==== Given passage ====

What is “Medical Malpractice”?
The term “negligence” has a legal meaning just as it has a meaning in everyday conversation. Generally speaking, a person who fails to do or refrain from doing what a “reasonable person under the same or similar circumstances” would do, then that person is “negligent” under the law.
As a member of society each person has legal duties to every other member of society. Following the speed limit, refraining from conduct that injures another person, and keeping a proper lookout while driving are examples. These rules constitute a person’s “standard of care.”
Higher Standards of Care For Medical Providers
When a person has a special level of knowledge or skill, that person is held to a higher standard under the law. Similarly, if a person has a particular license or enters into a special relationship with another person, that person will be held to a higher standard of care than the average person. This is true of doctors and other medical providers.
When a doctor or medical provider violates the standard of care and a person suffers an injury as a result, the doctor or medical provider may be said to have been medically negligent. The common way of referring to this type of conduct is to say that the doctor or medical provider has committed “medical malpractice.”
Consequences of Medical Malpractice
Medical Malpractice has far-reaching consequences even beyond the actual injury to the patient. For instance, the costs resulting from preventable medical errors to Texas residents, families, and communities are estimated at $1.3 billion to $2.2 billion each year. However, the cost of medical malpractice insurance to Texas doctors is only $421.2 million a year.

====

Which words of the medical malpractice passage run from "As a member" up to and including "other medical providers."? Extract them verbatim. The material below has no connection to the passage on medical malpractice.

==== Information given ====

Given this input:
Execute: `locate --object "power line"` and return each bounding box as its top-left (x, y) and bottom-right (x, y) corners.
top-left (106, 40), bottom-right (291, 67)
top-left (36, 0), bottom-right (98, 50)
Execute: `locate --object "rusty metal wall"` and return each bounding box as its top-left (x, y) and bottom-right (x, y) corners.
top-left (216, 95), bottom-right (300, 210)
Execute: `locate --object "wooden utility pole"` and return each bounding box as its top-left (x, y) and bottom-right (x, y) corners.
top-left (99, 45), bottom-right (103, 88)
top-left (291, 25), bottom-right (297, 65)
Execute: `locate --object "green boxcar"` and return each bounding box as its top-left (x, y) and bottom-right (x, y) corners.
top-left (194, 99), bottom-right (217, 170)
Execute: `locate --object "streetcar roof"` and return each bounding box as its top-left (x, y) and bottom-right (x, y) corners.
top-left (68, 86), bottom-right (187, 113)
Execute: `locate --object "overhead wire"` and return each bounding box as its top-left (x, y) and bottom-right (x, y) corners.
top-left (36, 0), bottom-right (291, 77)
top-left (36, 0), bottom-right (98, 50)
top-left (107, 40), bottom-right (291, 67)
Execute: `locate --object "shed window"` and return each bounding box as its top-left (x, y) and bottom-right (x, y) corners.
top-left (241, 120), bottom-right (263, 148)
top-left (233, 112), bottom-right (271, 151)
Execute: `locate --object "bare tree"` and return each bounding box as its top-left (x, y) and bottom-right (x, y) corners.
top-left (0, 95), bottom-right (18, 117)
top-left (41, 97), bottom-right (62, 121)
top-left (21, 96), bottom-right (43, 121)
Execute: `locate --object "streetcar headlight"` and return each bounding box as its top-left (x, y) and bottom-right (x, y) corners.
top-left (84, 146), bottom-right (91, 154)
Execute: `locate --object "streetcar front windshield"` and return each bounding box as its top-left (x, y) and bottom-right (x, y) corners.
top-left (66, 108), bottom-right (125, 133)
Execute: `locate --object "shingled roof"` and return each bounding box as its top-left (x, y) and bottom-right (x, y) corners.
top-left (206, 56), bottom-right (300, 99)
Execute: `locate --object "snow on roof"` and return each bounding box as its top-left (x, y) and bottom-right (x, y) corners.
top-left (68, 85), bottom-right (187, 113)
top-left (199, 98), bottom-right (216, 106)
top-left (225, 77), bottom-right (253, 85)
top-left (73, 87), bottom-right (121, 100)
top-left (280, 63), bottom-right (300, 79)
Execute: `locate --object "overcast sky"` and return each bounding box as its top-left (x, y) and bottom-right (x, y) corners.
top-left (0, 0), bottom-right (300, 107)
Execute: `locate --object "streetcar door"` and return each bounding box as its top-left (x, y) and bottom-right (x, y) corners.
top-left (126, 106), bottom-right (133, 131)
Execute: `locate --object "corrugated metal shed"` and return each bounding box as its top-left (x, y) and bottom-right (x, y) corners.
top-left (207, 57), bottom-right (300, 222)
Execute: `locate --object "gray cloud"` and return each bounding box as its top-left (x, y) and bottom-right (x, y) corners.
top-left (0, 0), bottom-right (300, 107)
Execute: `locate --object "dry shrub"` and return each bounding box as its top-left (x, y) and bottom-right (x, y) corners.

====

* **Result for this exercise**
As a member of society each person has legal duties to every other member of society. Following the speed limit, refraining from conduct that injures another person, and keeping a proper lookout while driving are examples. These rules constitute a person’s “standard of care.”
Higher Standards of Care For Medical Providers
When a person has a special level of knowledge or skill, that person is held to a higher standard under the law. Similarly, if a person has a particular license or enters into a special relationship with another person, that person will be held to a higher standard of care than the average person. This is true of doctors and other medical providers.